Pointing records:
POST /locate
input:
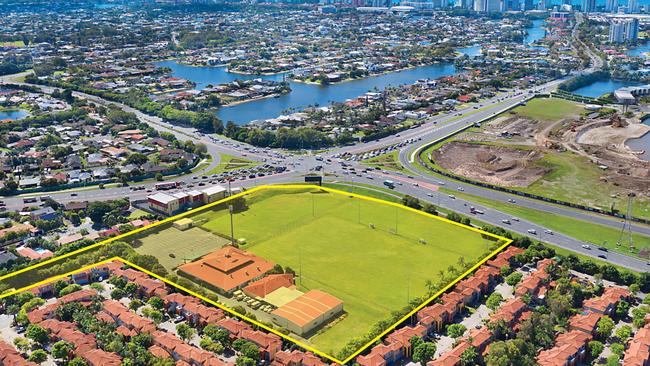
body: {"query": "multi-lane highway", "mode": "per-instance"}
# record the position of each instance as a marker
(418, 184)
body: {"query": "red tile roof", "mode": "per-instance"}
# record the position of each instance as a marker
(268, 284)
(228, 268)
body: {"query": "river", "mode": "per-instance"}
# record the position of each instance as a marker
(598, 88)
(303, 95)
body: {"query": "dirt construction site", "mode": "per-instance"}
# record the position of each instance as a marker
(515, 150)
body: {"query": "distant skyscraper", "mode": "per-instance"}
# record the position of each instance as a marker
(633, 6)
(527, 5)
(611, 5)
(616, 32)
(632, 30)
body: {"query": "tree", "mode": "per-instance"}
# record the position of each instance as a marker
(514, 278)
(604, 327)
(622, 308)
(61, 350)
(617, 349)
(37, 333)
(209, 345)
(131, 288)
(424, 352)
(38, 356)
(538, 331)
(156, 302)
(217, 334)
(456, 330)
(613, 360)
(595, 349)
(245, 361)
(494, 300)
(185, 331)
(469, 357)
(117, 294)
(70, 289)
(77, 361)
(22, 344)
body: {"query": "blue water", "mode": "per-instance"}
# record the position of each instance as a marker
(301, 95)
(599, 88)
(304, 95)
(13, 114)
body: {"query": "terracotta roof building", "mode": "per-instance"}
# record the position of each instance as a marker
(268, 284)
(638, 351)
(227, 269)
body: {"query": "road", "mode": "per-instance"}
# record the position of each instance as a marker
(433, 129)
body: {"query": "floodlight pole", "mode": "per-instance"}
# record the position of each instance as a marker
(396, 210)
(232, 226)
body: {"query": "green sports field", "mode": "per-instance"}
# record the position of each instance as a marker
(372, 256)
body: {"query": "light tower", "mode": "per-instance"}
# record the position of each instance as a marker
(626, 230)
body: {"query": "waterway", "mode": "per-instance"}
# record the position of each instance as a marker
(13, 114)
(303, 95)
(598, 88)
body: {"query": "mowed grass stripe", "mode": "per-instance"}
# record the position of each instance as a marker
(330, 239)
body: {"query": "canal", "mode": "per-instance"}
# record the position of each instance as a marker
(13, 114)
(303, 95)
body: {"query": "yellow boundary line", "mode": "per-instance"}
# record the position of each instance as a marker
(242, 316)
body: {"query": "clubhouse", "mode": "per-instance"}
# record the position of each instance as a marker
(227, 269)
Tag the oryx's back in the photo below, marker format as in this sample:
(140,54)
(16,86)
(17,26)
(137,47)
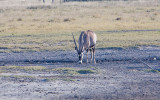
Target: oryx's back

...

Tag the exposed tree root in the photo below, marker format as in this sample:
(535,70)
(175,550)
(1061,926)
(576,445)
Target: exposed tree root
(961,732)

* * *

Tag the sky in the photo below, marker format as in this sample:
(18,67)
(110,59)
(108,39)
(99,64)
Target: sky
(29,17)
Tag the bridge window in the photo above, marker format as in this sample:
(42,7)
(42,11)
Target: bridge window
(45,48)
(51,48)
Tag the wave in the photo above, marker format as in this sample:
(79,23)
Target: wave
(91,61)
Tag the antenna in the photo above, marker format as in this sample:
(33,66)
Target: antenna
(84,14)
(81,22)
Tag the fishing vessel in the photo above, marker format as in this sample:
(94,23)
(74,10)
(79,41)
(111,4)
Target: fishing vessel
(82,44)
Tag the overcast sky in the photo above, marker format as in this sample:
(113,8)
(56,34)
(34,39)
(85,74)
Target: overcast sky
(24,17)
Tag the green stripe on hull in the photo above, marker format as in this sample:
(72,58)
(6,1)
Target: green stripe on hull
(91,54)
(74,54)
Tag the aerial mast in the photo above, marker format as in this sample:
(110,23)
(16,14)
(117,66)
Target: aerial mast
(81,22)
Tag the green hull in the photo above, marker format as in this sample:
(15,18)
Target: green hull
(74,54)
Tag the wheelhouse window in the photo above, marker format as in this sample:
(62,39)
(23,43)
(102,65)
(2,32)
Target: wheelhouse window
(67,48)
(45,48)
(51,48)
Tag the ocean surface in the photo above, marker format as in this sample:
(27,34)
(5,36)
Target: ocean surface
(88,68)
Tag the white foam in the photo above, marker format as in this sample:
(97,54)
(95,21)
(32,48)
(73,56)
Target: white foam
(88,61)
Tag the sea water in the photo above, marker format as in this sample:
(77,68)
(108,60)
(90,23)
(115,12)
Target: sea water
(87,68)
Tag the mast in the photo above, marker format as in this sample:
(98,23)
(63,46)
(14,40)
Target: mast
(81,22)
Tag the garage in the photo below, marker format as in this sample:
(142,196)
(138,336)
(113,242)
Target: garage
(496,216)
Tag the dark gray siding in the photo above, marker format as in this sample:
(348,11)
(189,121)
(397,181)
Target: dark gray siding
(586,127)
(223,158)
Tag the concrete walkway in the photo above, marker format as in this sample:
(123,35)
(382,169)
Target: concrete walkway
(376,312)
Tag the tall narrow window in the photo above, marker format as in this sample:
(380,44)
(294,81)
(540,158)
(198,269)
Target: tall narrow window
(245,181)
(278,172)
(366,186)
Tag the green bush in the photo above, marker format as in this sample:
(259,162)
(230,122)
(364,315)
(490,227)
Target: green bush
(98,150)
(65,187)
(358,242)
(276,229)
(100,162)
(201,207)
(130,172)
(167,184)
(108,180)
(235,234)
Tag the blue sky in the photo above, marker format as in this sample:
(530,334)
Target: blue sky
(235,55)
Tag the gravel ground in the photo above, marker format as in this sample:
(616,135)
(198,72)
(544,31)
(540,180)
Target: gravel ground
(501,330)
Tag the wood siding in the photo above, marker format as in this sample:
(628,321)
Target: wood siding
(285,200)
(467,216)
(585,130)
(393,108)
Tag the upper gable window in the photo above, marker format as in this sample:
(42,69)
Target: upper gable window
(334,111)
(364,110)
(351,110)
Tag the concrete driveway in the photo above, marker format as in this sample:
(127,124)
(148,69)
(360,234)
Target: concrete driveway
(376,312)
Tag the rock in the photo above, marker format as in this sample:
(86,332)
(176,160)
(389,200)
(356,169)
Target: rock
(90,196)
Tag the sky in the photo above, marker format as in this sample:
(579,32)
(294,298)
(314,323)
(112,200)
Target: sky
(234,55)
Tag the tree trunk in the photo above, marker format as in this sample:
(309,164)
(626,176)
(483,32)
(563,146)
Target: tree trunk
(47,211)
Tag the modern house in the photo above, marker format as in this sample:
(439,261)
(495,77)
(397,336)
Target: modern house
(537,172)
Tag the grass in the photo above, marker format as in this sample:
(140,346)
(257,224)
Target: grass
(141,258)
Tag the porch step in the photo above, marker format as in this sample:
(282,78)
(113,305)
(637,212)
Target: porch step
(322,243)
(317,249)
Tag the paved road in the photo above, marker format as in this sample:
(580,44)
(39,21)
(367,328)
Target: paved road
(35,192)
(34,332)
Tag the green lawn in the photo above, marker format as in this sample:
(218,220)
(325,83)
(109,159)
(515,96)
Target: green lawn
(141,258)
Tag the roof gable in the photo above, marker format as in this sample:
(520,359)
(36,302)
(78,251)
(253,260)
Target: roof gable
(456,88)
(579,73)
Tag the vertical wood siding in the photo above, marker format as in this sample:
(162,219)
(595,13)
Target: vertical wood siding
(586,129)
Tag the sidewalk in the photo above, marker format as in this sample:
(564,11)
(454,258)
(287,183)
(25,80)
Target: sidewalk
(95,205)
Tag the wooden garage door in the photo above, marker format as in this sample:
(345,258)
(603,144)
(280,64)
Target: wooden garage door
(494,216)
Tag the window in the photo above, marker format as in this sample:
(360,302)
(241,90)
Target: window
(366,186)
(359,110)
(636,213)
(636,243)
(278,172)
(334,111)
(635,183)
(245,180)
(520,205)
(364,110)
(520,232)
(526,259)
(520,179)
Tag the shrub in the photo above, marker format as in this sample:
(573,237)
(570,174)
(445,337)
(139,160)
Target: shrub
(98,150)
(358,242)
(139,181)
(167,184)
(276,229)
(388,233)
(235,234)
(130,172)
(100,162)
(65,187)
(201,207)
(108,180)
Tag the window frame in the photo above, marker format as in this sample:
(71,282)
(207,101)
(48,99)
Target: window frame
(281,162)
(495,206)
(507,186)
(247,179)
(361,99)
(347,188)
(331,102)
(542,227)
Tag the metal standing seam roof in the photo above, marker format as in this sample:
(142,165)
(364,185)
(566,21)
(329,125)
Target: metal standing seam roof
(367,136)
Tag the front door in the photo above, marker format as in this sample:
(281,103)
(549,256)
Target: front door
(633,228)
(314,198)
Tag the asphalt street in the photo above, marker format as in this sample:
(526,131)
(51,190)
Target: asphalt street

Short problem: Which lines in the records above contain the string "asphalt"? Pull out each of those lines.

Exercise solution:
Tag the asphalt street in the photo above, marker format as in this sample:
Target: asphalt street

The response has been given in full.